Without the pictures, give every record again exactly.

** Opening EXCERPTED RECORDS block **

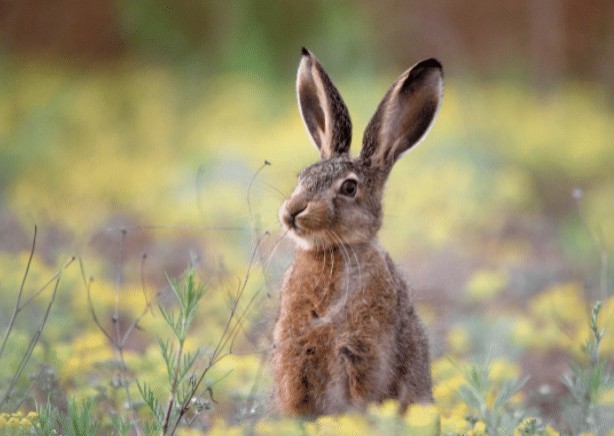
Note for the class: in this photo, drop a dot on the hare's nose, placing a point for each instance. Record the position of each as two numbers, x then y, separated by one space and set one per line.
291 211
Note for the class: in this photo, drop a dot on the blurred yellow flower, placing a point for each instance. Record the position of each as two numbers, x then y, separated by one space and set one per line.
454 425
386 410
423 419
458 339
502 369
484 284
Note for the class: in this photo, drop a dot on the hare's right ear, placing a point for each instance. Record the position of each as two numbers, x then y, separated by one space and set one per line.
325 115
404 116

** Closing EXCERPTED RECORDS block **

> EXERCISE OUTPUT
Note for the class: in this photo, drop a dot on the hare's nose, placing a point for each instance. Record the position of each as two numbers, x then y, separated by one space and set one per line.
291 211
Note for the class: in this photo, drop a dot on the blurred yellow flower, placing a point for each instance. Record the position of each as two numbers, x then y, separated by one space and set one per line.
454 425
386 410
423 419
458 339
502 369
484 284
Note for the class: in this photo, drop a dot on the hare's right ear, placing a point for each instance. Record the position of each as two numbers, x then y, separated by one space and set one per line.
325 115
404 116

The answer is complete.